Records from a data collection
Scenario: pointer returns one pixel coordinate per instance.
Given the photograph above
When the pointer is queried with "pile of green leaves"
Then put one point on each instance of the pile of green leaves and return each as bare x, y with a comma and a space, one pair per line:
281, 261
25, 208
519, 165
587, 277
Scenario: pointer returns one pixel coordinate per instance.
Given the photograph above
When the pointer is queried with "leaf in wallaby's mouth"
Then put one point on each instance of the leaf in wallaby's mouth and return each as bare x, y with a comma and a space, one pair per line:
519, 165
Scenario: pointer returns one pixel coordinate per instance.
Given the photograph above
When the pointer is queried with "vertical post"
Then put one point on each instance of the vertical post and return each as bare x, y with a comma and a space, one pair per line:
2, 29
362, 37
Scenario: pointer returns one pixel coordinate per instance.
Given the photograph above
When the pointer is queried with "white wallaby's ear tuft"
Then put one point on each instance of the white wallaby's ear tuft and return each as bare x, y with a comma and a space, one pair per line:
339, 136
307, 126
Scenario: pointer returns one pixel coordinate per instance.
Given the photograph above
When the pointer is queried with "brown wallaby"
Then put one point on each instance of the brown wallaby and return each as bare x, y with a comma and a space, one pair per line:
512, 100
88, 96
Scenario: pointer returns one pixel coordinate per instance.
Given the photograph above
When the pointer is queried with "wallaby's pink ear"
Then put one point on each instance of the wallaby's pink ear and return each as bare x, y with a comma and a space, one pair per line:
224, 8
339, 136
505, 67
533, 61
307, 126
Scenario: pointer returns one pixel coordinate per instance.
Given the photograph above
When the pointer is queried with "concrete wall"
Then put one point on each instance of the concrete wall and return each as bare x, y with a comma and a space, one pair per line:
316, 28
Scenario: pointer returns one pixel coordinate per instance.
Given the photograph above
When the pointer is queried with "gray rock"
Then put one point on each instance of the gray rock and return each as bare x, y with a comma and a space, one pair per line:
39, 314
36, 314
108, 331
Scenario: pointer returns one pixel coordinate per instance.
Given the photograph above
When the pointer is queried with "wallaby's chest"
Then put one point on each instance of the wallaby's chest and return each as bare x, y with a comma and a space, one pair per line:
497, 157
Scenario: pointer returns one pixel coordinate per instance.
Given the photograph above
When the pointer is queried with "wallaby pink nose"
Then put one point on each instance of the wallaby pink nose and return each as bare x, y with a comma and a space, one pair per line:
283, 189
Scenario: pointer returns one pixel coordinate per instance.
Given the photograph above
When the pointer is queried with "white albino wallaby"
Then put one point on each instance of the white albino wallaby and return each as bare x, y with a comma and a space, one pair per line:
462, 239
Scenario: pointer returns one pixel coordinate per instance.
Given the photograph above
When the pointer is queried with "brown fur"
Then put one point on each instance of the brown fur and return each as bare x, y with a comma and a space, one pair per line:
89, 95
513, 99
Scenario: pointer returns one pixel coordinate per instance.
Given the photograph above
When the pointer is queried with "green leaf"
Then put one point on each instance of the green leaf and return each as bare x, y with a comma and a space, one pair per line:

§ Short exercise
Reproduce all the data word for word.

§ Response to the task
Scenario: pointer returns one pixel coordinate per instance.
Given the photograph above
When the pointer is queried with "pile of green leaves"
Then put one point on each instance of the pile of green leaves and return each as bare x, y with a comma and a space, one pair per line:
281, 261
25, 208
519, 165
587, 277
Scenario: pointer returns one pixel coordinate per instance.
Given the photograph above
When the pointer is queried with "leaf in wallaby's mouth"
Then put one point on each instance of the leaf in wallaby's mouth and return each as bare x, y with a comma and a space, one pair per line:
519, 165
Scenario: pointer returns one pixel coordinate per instance.
Given the photograph above
When the pointer is queried with "vertical post"
Then put one point on each instance of the vertical post and return each as bare x, y with a comma and a space, one pair per line:
2, 29
362, 37
Scenario: pointer returns one pixel coordinate per instance.
Given the photograph above
When the pointer is queried with "white wallaby's ear tuft"
Then put one point on each instance of the white wallaby's ear tuft and return each as bare x, y with a comma and a space, one pair per line:
339, 136
307, 126
Scenario: pointer returns one pixel coordinate per instance.
Given the photograph above
When the pointer is queried with "brown wallaby"
Then put one point on each instance of the brown wallaby and return each as bare x, y with a comma and a space, one pair per line:
512, 100
88, 96
Scenario: pointer returns one pixel coordinate per instance.
Given the photograph above
When the pointer is queried with "wallaby's pink ear"
Then put one point on each instance of the wallaby's pink ear and return each as bare x, y with a comma and a space, one pair per line:
224, 8
339, 136
505, 67
533, 61
307, 126
Scenario: pointer returns one pixel coordinate per instance.
Given the photograph above
When the pointer is queried with "concrete wall"
Then put one point on each instance of the concrete wall and return each as bare x, y with a comma and a space, one pair per line:
316, 28
Scenario: pointer returns one pixel coordinate per instance.
Given the photograph above
When the pointer is queried with "gray rock"
Then put one point on each instance of the gray rock and return each as bare x, y with a comma and a space, one pair per line:
39, 314
36, 314
108, 331
Scenario: pointer returns one pixel coordinate per instance.
Given the photograph above
When the pointer is queried with "wallaby's chest"
Then put one point on each instance of the wallaby's chest and return each as bare x, y with a comma and a space, one pair per line:
497, 157
Scenario: pointer returns one pixel coordinate per instance.
Given the photograph above
When the pointer is queried with "wallaby pink nose"
Then put one point on each instance of the wallaby pink nose and return each as bare x, y with a comma and a space, one pair per line:
283, 189
Scenario: pointer returns one pixel coordinate per instance.
Given the photograph above
When the pointer is queried with "white albino wallaby"
Then put one point on each instance of the white albino wallaby and return each as bare x, y with a comma and a space, one pair per line:
462, 239
Scenario: pointer returns one pixel coordinate per instance.
Given the photograph above
When the pointer is queried with "brown fur"
Then put one point on each instance of the brown fur and return each as bare x, y with a comma and a space, one pair per line:
89, 95
513, 99
Scenario: pointer returns one pixel coordinate per instance.
Given the photograph above
When the pointer is queried with "green leaf"
Then put one point on each instance of the green leaf and return each as bare x, y with a comma and a space, one pair per line:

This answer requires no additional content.